■ INSTRUCTIONS TO FOLLOW:
Your answer must contain only the lines from the one containing "Habitat-census task: mark the dog's front" through the end of the entries below, reproduced character for character.

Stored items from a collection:
'''

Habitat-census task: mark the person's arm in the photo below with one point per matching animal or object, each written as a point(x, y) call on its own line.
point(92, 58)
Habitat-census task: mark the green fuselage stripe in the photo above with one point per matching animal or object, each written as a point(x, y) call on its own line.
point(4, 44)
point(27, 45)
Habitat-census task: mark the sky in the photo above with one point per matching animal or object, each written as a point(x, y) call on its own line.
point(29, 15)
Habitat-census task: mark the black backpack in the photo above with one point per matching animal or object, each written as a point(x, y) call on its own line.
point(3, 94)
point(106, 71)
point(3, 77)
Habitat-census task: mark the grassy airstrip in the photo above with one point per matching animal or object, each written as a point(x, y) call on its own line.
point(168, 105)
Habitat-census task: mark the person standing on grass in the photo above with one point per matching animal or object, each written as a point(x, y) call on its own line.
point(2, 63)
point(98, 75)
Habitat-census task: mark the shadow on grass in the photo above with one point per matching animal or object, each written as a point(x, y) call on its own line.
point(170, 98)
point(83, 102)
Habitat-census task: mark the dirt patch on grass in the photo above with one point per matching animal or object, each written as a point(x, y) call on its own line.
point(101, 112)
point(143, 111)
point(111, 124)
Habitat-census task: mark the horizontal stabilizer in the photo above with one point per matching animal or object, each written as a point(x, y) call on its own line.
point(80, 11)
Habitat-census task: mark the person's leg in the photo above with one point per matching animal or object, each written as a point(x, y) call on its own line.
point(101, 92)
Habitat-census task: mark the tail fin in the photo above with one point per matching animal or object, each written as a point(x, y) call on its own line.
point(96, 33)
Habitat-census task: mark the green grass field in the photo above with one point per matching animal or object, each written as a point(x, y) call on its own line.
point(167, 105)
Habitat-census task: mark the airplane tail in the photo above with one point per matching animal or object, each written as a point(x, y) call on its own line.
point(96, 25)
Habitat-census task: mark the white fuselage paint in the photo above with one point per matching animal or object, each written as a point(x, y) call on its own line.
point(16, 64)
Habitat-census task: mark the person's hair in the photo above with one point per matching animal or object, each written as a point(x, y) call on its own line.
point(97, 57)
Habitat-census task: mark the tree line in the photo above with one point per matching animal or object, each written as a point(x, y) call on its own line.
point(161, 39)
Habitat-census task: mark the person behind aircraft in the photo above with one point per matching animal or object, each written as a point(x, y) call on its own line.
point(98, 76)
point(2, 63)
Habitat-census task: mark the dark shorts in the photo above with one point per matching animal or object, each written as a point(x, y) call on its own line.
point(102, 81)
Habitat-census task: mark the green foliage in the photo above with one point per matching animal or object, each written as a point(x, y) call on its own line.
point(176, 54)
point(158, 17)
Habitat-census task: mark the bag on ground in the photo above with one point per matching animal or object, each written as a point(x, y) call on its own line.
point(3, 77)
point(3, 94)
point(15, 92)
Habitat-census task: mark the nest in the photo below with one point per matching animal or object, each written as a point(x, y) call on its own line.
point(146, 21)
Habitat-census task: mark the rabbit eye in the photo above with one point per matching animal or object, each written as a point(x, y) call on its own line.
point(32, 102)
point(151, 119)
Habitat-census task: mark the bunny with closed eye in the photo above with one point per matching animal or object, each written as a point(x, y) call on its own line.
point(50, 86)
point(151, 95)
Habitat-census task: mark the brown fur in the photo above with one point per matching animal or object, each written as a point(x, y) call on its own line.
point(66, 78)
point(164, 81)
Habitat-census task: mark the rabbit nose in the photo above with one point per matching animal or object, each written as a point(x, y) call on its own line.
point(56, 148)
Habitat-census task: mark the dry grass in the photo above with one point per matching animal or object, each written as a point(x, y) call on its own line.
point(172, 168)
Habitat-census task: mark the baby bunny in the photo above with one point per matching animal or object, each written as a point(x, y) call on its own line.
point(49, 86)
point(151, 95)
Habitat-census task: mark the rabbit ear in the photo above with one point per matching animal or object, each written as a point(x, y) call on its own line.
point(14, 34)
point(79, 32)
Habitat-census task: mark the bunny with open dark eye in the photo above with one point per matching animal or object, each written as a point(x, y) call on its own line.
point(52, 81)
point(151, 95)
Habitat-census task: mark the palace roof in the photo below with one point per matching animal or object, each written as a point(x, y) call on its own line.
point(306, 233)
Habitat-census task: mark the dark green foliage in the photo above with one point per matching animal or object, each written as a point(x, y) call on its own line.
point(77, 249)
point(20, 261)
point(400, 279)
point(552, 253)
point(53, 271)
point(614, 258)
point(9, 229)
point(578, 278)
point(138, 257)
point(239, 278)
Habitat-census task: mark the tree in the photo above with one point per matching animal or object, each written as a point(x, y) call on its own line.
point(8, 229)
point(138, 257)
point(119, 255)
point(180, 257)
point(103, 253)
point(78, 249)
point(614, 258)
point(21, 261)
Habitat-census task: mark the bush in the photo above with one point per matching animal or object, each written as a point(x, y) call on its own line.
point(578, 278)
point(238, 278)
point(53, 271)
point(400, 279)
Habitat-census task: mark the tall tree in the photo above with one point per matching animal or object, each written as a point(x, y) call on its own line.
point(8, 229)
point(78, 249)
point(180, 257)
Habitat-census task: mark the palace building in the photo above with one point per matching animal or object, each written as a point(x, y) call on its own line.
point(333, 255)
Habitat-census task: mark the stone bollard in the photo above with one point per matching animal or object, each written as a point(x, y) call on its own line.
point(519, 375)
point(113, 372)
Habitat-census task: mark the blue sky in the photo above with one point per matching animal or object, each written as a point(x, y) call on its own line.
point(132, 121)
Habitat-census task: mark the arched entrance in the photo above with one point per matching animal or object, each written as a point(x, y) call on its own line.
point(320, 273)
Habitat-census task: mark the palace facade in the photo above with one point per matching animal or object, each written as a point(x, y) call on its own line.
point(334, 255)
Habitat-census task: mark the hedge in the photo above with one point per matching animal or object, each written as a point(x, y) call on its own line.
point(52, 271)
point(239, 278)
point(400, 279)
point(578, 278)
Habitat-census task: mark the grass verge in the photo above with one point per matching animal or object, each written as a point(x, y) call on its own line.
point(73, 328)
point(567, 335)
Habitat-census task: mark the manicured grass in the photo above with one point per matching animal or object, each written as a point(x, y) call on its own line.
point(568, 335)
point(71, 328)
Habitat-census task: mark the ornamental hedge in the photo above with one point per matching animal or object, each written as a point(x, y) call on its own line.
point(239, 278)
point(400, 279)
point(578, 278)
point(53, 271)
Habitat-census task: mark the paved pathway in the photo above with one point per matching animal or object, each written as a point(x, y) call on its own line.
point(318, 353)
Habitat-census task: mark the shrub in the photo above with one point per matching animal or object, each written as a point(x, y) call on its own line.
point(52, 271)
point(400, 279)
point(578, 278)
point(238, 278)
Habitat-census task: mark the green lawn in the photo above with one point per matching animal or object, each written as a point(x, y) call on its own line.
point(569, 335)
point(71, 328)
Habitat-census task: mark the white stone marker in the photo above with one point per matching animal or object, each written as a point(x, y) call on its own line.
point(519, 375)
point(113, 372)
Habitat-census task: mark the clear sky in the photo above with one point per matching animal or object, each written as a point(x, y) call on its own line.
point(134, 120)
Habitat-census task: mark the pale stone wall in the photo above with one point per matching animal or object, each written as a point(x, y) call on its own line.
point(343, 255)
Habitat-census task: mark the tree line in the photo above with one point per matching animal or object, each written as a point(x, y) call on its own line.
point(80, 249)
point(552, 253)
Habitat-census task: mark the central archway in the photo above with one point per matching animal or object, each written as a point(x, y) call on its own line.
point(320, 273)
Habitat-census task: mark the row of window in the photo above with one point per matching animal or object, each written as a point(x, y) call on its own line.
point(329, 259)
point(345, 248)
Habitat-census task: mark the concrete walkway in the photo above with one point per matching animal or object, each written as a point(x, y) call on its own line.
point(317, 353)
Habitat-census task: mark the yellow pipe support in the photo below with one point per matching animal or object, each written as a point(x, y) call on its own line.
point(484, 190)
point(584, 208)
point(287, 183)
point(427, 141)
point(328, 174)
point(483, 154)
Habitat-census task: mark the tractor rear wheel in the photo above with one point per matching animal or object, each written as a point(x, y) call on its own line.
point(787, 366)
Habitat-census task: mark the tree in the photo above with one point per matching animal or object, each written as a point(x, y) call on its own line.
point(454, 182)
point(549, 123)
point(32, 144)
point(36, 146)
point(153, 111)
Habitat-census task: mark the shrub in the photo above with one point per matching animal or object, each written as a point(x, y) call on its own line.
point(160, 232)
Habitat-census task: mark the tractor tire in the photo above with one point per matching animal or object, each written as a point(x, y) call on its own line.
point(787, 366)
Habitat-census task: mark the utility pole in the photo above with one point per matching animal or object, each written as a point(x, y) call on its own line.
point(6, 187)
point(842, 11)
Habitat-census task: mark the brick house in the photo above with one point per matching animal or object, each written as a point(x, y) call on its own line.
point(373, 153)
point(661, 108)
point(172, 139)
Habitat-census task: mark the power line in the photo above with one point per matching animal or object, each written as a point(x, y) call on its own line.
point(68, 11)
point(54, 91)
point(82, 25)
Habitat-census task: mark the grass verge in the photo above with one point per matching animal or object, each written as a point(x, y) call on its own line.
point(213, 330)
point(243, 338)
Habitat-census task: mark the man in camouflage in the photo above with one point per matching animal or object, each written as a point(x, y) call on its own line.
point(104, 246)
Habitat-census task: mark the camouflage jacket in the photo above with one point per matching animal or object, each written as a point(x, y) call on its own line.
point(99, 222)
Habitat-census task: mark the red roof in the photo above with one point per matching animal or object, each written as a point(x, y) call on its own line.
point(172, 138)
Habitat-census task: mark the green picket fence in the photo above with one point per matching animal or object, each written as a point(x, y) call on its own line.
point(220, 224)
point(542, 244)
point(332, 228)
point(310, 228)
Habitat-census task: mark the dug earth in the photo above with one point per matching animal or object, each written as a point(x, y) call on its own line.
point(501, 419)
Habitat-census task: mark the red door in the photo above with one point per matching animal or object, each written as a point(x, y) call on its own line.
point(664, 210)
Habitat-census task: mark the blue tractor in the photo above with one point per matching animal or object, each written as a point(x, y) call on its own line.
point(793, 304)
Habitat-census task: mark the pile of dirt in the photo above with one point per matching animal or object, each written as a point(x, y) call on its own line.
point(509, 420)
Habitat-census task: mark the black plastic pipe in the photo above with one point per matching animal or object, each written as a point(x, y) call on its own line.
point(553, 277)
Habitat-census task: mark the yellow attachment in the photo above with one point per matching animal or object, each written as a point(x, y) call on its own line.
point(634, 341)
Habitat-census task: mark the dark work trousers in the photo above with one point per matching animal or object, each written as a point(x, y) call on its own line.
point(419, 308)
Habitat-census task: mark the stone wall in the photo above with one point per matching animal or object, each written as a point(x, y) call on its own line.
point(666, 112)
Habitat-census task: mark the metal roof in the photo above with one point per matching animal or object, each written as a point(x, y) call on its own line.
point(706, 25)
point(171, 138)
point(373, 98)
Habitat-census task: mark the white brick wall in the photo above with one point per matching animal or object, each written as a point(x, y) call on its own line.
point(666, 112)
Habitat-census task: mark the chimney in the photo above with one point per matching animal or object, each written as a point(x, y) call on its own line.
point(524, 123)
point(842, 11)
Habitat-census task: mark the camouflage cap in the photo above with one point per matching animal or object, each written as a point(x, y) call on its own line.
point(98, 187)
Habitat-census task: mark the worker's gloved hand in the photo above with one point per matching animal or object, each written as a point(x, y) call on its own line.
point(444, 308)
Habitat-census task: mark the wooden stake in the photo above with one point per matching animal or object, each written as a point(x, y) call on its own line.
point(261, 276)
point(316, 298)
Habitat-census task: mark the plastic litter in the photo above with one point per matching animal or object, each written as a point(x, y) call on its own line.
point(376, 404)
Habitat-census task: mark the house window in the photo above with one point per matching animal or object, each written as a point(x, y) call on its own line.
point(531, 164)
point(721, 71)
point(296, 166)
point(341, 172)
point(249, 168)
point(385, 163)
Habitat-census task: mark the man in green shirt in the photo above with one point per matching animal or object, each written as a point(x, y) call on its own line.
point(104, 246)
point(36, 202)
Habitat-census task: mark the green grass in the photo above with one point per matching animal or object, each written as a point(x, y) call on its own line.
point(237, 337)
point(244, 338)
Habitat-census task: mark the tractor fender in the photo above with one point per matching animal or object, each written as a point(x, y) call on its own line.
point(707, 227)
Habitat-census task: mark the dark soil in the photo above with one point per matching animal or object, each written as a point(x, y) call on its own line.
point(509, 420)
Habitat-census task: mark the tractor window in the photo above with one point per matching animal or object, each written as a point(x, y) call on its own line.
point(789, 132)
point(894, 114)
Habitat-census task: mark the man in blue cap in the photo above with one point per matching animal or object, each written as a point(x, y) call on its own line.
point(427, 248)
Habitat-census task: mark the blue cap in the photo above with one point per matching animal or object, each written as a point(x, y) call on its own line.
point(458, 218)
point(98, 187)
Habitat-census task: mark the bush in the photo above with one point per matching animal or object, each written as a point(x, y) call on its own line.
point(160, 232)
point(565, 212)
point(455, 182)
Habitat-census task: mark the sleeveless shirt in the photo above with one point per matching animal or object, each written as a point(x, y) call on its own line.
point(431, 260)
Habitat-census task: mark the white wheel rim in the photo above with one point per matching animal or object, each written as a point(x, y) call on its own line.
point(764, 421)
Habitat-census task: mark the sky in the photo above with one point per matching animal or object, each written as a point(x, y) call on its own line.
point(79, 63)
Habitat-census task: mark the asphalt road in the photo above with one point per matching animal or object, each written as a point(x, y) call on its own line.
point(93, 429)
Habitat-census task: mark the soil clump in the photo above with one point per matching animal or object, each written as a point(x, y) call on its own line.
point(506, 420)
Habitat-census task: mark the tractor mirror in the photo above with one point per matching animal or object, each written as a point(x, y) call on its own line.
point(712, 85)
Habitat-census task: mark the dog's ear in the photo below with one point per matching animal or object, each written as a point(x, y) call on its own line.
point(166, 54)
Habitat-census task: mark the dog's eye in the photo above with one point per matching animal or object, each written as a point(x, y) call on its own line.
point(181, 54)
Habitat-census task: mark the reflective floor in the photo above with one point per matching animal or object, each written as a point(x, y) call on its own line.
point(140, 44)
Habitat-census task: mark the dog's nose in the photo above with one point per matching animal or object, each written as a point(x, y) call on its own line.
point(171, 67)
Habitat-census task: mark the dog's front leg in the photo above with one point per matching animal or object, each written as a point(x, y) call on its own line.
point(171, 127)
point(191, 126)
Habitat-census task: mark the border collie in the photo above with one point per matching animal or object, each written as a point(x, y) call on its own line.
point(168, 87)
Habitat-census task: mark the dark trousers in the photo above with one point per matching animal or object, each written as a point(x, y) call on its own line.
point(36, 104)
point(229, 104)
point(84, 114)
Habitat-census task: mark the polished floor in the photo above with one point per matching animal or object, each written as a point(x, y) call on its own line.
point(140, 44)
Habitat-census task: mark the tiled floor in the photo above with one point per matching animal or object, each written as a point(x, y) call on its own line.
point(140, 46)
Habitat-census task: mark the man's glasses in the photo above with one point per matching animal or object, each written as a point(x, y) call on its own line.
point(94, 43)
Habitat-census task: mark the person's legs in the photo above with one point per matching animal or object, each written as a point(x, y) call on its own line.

'''

■ ANSWER TO THIS TASK:
Habitat-census task: mark the dog's front leg in the photo above with one point per matching animal or object, each written as a point(x, y) call on its own line.
point(171, 127)
point(191, 126)
Habitat-census task: mark the border collie in the photo above with one point per matching animal or object, each written as a point(x, y) call on its own line.
point(168, 87)
Habitat-census task: mark the dark trousers in the photo above with one point per matching animal or object, each written as a point(x, y) call on its own line.
point(36, 104)
point(229, 104)
point(84, 114)
Habitat-census task: mark the polished floor in the photo above with one point per matching animal or object, each written as a point(x, y) call on its own line.
point(140, 44)
Habitat-census task: mark the tiled floor in the photo above with one point per matching animal or object, each written as a point(x, y) call on its own line.
point(140, 46)
Habitat-census task: mark the man's glasses in the photo above with one point per matching animal or object, each written as a point(x, y) call on its own line.
point(94, 43)
Habitat-census task: mark the person's legs in the photo above with one point per matching animal or object, each written as a point(x, y) call on its own line.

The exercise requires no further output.